Text provided:
****************************************
# Algorithm Performance on the Wikipedia Game
## Collaborative Deep Dive
Arturo Joya, Kat Canavan, Joseph Gilbert

## Introduction

This notebook is written to visualize the performance differences (if any) of the Breadth First Search, and Djikstras algorithm on our subset of Wikipedia articles.

In summary, we have scraped a portion of Wikipedia to generate a collection of edges for a directional graph that encompasses the connections from one Wikipedia article to another via embedded links. Here we are running a couple shortest path algorithms that take in the edges, an origin vertex, and a destination vertex. For our performance test, we will be subjecting the shortest path algorithms to 1000 randomly chosen origins and destinations - note that we will use the same 1000 origins and desitnations between the two algorithms. We will be measuring how long it takes for each algorithm to find the shortest path and comparing the performance based on degree-runtime, as well as comparing which algorithm found the shortest paths. This should allow us to gain a better understanding on what algorithm is best suited for this task

In [None]:
#Import relevant libraries
import numpy as np
import matplotlib.pyplot as plt
import csv
import itertools

In [None]:
origin = "/wiki/Discrete_mathematics"
destination = "/wiki/National_Council_of_Examiners_for_Engineering_and_Surveying"
****************************************
Provided material:

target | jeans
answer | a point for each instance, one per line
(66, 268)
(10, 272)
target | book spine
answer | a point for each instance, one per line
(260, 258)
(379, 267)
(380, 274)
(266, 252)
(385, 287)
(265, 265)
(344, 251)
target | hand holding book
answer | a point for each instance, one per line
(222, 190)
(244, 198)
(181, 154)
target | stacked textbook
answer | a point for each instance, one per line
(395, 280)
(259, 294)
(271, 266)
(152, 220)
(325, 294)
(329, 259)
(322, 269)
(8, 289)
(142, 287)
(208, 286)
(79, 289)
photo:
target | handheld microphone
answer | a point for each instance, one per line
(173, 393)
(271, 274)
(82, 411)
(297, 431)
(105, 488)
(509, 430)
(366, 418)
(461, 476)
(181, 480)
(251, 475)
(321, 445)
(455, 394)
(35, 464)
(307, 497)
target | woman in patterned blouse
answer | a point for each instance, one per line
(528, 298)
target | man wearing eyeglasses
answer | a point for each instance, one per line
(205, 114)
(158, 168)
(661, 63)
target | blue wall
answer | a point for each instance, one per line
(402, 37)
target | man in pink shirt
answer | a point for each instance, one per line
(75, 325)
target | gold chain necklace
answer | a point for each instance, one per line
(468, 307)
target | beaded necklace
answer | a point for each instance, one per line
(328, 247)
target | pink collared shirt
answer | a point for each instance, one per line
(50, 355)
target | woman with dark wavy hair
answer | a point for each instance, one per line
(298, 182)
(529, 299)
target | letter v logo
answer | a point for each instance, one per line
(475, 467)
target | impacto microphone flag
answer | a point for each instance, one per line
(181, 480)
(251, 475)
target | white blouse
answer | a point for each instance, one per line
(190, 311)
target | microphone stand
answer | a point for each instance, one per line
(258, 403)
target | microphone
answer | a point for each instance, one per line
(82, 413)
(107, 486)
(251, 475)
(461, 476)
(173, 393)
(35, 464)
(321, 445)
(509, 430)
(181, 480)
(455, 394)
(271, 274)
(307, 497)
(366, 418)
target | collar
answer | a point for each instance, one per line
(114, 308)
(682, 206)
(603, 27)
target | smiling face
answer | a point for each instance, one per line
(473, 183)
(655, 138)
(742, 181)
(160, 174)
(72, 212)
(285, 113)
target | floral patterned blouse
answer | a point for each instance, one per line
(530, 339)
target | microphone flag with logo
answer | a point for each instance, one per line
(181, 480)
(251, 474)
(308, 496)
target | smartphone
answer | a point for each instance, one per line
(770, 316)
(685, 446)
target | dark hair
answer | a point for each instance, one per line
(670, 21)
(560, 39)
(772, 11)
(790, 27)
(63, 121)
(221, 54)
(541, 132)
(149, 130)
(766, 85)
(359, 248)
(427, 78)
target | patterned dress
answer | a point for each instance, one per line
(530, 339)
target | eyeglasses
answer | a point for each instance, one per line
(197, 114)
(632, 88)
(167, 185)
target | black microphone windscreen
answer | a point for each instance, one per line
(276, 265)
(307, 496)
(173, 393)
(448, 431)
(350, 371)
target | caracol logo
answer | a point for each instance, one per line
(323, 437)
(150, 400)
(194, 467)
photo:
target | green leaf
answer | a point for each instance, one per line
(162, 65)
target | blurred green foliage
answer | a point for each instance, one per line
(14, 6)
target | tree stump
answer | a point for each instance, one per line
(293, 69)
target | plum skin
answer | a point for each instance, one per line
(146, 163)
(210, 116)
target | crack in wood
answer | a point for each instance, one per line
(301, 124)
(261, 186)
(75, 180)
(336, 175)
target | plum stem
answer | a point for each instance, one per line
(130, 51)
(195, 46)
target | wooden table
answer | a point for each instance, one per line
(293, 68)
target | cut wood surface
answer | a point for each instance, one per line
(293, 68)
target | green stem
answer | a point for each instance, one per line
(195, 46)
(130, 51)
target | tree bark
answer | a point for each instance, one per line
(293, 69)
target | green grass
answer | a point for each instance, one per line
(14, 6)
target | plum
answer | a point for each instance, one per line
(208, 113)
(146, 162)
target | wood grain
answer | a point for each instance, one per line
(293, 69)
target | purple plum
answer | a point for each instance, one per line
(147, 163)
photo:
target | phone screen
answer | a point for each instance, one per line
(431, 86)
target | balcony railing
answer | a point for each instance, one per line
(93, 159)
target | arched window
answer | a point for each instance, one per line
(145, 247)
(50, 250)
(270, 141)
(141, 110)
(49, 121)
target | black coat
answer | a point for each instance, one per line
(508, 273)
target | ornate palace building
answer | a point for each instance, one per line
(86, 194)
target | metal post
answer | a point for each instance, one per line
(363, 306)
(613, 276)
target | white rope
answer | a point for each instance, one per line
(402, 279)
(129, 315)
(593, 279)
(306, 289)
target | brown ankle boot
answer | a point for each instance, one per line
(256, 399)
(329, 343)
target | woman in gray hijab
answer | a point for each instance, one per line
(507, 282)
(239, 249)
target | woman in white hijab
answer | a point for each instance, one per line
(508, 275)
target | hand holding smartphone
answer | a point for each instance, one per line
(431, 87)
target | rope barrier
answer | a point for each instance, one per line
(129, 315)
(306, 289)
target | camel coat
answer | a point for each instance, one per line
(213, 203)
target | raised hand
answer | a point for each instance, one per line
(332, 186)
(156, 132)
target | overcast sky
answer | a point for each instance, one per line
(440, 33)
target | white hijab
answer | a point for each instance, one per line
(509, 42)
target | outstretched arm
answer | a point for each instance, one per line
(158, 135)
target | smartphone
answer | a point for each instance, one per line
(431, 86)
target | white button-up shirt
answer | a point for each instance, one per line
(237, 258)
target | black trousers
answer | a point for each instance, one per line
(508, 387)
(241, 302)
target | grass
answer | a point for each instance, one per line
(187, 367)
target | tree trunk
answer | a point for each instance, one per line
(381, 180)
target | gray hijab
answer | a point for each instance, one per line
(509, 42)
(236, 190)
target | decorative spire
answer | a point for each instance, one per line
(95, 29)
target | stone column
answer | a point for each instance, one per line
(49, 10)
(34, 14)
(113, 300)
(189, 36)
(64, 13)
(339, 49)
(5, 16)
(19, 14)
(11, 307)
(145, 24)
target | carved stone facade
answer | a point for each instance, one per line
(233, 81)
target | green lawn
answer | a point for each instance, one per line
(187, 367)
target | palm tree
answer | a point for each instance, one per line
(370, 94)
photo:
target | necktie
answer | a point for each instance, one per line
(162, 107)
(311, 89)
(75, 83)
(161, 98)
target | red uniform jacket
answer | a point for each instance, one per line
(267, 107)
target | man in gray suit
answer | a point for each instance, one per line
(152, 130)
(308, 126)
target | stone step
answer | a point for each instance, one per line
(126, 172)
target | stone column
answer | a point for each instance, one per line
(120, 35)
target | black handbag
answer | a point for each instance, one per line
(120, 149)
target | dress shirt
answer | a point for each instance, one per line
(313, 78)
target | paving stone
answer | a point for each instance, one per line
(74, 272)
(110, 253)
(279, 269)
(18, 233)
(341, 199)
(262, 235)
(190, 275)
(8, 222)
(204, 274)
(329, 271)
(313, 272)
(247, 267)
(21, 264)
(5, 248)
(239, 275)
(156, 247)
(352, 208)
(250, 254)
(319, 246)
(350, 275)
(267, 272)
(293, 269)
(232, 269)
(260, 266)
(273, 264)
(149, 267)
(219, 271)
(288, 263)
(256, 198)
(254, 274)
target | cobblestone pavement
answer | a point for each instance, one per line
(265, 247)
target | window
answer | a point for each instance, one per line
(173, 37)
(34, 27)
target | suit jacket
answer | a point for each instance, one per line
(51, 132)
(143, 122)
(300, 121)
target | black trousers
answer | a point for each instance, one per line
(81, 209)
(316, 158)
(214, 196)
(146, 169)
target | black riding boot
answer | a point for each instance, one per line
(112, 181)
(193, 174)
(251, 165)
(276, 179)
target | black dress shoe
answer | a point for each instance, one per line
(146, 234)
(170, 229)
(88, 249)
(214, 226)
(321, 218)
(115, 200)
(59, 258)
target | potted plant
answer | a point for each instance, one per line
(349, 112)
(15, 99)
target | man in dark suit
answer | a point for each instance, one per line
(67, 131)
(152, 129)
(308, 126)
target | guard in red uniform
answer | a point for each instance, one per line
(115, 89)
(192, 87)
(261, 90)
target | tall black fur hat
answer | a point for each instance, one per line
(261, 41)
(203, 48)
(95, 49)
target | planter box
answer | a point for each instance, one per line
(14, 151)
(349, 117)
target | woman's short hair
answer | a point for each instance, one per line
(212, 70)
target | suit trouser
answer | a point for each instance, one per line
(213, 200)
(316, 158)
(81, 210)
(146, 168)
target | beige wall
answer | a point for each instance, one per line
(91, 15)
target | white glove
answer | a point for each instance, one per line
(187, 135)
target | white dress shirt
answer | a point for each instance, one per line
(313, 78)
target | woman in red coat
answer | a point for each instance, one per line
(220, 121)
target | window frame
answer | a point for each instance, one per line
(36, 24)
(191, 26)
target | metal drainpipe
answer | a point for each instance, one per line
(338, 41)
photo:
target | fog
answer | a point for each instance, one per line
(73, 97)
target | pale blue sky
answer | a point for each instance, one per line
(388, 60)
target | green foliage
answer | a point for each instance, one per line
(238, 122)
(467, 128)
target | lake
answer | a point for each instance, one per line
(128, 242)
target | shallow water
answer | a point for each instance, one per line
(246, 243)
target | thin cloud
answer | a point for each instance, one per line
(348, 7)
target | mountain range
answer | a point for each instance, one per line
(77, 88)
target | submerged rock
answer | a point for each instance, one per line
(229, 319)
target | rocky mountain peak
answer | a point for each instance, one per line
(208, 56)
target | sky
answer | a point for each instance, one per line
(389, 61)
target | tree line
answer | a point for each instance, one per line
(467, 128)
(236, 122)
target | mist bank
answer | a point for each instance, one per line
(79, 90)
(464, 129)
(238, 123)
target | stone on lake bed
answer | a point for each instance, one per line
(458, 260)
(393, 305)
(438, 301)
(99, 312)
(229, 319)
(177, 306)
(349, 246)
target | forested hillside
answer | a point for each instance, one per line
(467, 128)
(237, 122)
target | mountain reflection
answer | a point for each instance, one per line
****************************************
Instructions to follow:
In the Wikipedia game notebook, how many randomly chosen origins and destinations are the shortest path algorithms tested on? Please answer briefly.

Answer to this task:
1000, with the same ones used for both algorithms.